# Problem details:
Type every record exactly as it appears.

Source data

★ ★ ★ ★ ★ ★ ★

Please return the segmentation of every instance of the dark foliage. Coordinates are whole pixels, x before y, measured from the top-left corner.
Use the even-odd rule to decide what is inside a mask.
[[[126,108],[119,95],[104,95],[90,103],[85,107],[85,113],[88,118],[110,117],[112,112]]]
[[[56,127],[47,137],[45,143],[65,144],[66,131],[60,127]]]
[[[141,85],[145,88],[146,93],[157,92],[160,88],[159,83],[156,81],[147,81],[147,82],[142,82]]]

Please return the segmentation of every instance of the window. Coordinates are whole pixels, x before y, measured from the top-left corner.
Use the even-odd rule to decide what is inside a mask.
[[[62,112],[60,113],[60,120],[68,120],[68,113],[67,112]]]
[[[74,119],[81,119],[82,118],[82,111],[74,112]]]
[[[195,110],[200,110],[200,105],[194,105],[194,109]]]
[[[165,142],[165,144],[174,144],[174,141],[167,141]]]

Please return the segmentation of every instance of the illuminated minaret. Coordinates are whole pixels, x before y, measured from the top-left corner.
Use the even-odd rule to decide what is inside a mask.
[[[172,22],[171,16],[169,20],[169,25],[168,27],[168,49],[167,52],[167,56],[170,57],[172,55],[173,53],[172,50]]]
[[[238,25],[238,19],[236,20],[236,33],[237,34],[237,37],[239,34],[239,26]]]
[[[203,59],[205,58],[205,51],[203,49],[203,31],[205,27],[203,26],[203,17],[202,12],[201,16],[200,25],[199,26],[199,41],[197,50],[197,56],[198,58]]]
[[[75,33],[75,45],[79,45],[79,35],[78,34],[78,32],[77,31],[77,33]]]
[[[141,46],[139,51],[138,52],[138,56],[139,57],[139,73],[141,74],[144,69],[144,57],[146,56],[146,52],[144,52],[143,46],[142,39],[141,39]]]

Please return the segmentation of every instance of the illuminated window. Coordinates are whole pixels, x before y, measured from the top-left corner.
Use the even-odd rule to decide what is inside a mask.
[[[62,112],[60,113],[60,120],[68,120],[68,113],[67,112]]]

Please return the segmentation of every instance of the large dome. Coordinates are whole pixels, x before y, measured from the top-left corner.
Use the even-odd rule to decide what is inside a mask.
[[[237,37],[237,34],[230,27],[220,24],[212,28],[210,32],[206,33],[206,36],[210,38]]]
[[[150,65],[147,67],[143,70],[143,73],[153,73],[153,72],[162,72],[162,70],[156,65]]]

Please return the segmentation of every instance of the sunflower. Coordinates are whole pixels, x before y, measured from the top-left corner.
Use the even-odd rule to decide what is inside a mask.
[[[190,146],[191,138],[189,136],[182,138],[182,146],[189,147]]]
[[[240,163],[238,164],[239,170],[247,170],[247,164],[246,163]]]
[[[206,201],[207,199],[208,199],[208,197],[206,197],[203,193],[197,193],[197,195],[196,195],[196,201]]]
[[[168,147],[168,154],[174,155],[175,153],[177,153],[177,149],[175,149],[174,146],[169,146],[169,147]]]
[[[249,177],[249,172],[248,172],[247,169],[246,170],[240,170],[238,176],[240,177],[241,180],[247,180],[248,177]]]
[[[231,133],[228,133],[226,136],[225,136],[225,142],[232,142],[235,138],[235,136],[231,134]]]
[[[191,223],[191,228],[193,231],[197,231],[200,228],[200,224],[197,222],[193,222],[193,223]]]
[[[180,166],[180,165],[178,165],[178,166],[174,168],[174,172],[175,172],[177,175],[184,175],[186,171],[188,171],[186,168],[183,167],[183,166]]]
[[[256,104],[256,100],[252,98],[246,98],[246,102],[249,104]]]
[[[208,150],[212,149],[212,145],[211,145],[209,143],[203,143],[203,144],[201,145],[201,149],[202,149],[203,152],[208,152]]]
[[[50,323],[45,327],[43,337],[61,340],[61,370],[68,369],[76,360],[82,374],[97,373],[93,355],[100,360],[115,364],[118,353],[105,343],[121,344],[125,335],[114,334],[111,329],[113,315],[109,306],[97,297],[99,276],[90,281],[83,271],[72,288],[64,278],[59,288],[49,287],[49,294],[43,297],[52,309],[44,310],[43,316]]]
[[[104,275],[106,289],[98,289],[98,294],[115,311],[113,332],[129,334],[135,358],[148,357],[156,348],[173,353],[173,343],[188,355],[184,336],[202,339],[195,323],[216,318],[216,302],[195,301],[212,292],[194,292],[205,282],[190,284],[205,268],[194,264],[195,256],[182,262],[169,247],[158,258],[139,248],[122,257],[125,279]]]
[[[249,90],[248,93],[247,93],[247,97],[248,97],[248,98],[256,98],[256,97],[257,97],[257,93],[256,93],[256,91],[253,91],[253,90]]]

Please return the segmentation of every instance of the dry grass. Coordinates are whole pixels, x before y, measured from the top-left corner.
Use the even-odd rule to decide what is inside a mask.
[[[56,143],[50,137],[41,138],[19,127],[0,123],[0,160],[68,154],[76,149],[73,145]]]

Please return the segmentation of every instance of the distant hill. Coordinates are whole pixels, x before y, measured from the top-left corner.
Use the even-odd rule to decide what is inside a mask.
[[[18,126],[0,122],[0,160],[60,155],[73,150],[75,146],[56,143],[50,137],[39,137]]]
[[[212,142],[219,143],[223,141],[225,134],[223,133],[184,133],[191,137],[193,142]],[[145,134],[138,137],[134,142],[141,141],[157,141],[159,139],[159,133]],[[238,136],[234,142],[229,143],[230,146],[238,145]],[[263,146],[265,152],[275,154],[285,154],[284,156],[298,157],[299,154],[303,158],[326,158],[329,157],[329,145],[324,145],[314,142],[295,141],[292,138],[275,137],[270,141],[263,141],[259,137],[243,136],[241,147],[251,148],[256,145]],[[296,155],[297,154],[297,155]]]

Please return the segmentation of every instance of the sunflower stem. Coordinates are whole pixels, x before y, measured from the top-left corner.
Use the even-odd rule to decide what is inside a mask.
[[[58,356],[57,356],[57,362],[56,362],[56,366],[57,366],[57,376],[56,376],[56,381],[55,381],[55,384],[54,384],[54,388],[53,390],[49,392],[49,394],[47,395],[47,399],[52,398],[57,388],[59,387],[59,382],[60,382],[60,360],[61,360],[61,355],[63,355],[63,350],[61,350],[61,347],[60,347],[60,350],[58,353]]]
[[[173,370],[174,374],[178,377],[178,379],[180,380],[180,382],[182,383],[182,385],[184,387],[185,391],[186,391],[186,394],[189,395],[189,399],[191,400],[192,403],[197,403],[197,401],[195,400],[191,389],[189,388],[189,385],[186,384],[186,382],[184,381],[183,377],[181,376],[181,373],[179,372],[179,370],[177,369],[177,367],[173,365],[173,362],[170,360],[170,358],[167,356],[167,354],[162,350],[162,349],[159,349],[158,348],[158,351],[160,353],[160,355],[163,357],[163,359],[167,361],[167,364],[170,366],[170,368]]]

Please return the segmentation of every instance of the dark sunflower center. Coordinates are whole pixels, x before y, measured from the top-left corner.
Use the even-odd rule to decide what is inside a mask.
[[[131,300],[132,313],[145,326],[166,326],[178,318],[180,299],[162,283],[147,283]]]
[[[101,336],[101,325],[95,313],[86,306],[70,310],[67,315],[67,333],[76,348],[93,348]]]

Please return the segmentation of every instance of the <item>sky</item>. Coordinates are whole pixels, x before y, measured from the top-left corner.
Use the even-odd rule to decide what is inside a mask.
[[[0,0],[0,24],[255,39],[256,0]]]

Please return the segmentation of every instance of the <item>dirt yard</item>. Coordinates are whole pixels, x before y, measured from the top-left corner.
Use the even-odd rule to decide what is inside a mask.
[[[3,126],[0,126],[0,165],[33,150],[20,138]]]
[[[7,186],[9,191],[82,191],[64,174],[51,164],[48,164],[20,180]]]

★ ★ ★ ★ ★ ★ ★

# Completed exercise:
Please return the segmentation of every instance of the dark foliage. Coordinates are whole pixels, x before y, measured from the top-left corner.
Use the even-odd rule to decide what is inside a mask.
[[[126,108],[119,95],[104,95],[90,103],[85,107],[85,113],[88,118],[110,117],[112,112]]]
[[[56,127],[47,137],[45,143],[65,144],[66,131],[60,127]]]
[[[141,85],[145,88],[146,93],[157,92],[160,88],[159,83],[156,81],[147,81],[147,82],[142,82]]]

Please return the segmentation of every instance of the window. Coordinates are whole pixels, x before y, measured from the top-left corner.
Use the even-odd rule to decide what is inside a mask.
[[[62,112],[60,113],[60,120],[68,120],[68,113],[67,112]]]
[[[74,119],[81,119],[82,118],[82,111],[74,112]]]
[[[195,110],[200,110],[200,105],[194,105],[194,109]]]
[[[165,142],[165,144],[174,144],[174,141],[167,141]]]

Please return the segmentation of every instance of the illuminated minaret. Coordinates are whole pixels, x before y, measured from the top-left corner.
Use the even-odd rule to decide what is inside a mask.
[[[172,22],[171,16],[169,20],[169,25],[168,27],[168,49],[167,52],[167,56],[170,57],[172,55],[173,53],[172,50]]]
[[[238,25],[238,19],[236,20],[236,33],[237,34],[237,37],[239,34],[239,26]]]
[[[203,59],[205,58],[205,51],[203,49],[203,31],[205,27],[203,26],[203,17],[202,12],[201,16],[200,25],[199,26],[199,41],[197,50],[197,56],[198,58]]]
[[[75,33],[75,45],[79,45],[79,35],[78,34],[78,32],[77,31],[77,33]]]
[[[141,46],[139,51],[138,52],[138,56],[139,57],[139,73],[141,74],[144,69],[144,57],[146,56],[146,52],[144,52],[143,46],[142,39],[141,39]]]

Please return the segmentation of every instance of the illuminated window. Coordinates are whole pixels, x before y, measured from the top-left corner.
Use the even-odd rule to decide what is inside a mask.
[[[62,112],[60,113],[60,120],[68,120],[68,113],[67,112]]]

Please return the segmentation of every instance of the large dome. Coordinates are whole pixels, x before y, measured from the top-left corner.
Use the even-odd rule to decide what is inside a mask.
[[[237,37],[237,34],[230,27],[220,24],[212,28],[210,32],[206,33],[206,36],[210,38]]]
[[[150,65],[147,67],[143,70],[143,73],[153,73],[153,72],[162,72],[162,70],[156,65]]]

Please return the segmentation of every instance of the sunflower. Coordinates are whole pixels, x before y, measured from the top-left corner.
Use the even-odd rule to decide what is inside a mask.
[[[190,146],[191,138],[189,136],[182,138],[182,146],[189,147]]]
[[[240,163],[238,164],[239,170],[247,170],[247,164],[246,163]]]
[[[206,201],[207,199],[208,199],[208,197],[206,197],[203,193],[197,193],[197,195],[196,195],[196,201]]]
[[[168,147],[168,154],[174,155],[175,153],[177,153],[177,149],[175,149],[174,146],[169,146],[169,147]]]
[[[249,177],[249,172],[248,172],[247,169],[246,170],[240,170],[238,176],[240,177],[241,180],[247,180],[248,177]]]
[[[231,133],[228,133],[226,136],[225,136],[225,142],[232,142],[235,138],[235,136],[231,134]]]
[[[191,223],[191,228],[193,231],[197,231],[200,228],[200,224],[197,222],[193,222],[193,223]]]
[[[180,166],[180,165],[178,165],[178,166],[174,168],[174,172],[175,172],[177,175],[184,175],[186,171],[188,171],[186,168],[183,167],[183,166]]]
[[[256,104],[256,100],[252,98],[246,98],[246,102],[249,104]]]
[[[208,150],[212,149],[212,145],[211,145],[209,143],[203,143],[203,144],[201,145],[201,149],[202,149],[203,152],[208,152]]]
[[[50,323],[45,327],[43,337],[61,340],[61,370],[68,369],[76,360],[82,374],[97,373],[93,355],[100,360],[115,364],[118,353],[105,343],[121,344],[125,335],[114,334],[111,329],[113,315],[109,306],[97,297],[99,276],[90,281],[83,271],[72,288],[64,278],[59,288],[49,287],[49,294],[43,297],[52,309],[44,310],[43,316]]]
[[[104,275],[106,289],[98,289],[98,294],[115,311],[113,332],[129,334],[135,358],[148,357],[156,348],[173,353],[173,343],[188,355],[184,336],[202,339],[195,323],[216,318],[216,302],[195,301],[212,292],[194,292],[205,282],[190,284],[205,268],[194,264],[195,256],[182,262],[169,247],[158,258],[139,248],[122,257],[125,279]]]
[[[249,90],[248,93],[247,93],[247,97],[248,97],[248,98],[256,98],[256,97],[257,97],[257,93],[256,93],[256,91],[253,91],[253,90]]]

Please return the segmentation of every instance of the dry grass. Coordinates are whole pixels, x before y, measured from the top-left corner.
Use the even-odd rule to decide what is inside a mask.
[[[56,143],[50,137],[41,138],[19,127],[0,123],[0,160],[68,154],[76,149],[73,145]]]

Please return the segmentation of every instance of the distant hill. Coordinates are whole pixels, x before y, measured from the top-left corner.
Use the even-odd rule to decide what is inside a mask.
[[[18,126],[0,122],[0,160],[60,155],[73,150],[75,146],[56,143],[50,137],[39,137]]]
[[[212,142],[219,143],[223,141],[225,134],[223,133],[184,133],[191,137],[193,142]],[[145,134],[138,137],[134,142],[141,141],[157,141],[159,139],[159,133]],[[238,136],[234,142],[229,143],[230,146],[238,145]],[[263,146],[265,152],[275,154],[285,154],[284,156],[298,157],[299,154],[303,158],[326,158],[329,157],[329,145],[324,145],[314,142],[295,141],[292,138],[275,137],[270,141],[263,141],[259,137],[243,136],[241,147],[251,148],[256,145]],[[296,155],[297,154],[297,155]]]

Please return the segmentation of every instance of the sunflower stem. Coordinates are whole pixels, x before y, measured from the top-left corner.
Use the even-odd rule to decide what is inside a mask.
[[[58,356],[57,356],[57,362],[56,362],[56,366],[57,366],[57,376],[56,376],[56,381],[55,381],[55,384],[54,384],[54,388],[53,390],[49,392],[49,394],[47,395],[47,399],[52,398],[57,388],[59,387],[59,382],[60,382],[60,360],[61,360],[61,355],[63,355],[63,350],[61,350],[61,347],[60,347],[60,350],[58,353]]]
[[[173,370],[174,374],[178,377],[178,379],[180,380],[180,382],[182,383],[182,385],[184,387],[185,391],[186,391],[186,394],[189,395],[189,399],[191,400],[192,403],[197,403],[197,401],[195,400],[191,389],[189,388],[189,385],[186,384],[186,382],[184,381],[183,377],[181,376],[181,373],[179,372],[179,370],[177,369],[177,367],[173,365],[173,362],[170,360],[170,358],[167,356],[167,354],[162,350],[162,349],[159,349],[158,348],[158,351],[160,353],[160,355],[163,357],[163,359],[167,361],[167,364],[170,366],[170,368]]]

Please return the segmentation of every instance of the dark sunflower center. Coordinates are whole pixels, x before y, measured from the top-left corner.
Use the even-odd rule to decide what is inside a mask.
[[[131,300],[132,313],[145,326],[166,326],[178,318],[180,299],[162,283],[147,283]]]
[[[101,336],[101,325],[95,313],[86,306],[70,310],[67,315],[67,333],[76,348],[93,348]]]

Please return the segmentation of every instance of the <item>sky</item>. Coordinates are whole pixels, x before y, measured from the top-left corner.
Use the even-odd rule to decide what is inside a mask.
[[[0,0],[0,24],[255,39],[256,0]]]

Please return the segmentation of every instance of the <item>dirt yard</item>. Coordinates are whole pixels, x before y, measured from the top-left corner.
Use the even-odd rule to decide what is inside a mask.
[[[3,126],[0,126],[0,165],[33,150],[20,138]]]
[[[7,186],[9,191],[82,191],[64,174],[51,164],[48,164],[20,180]]]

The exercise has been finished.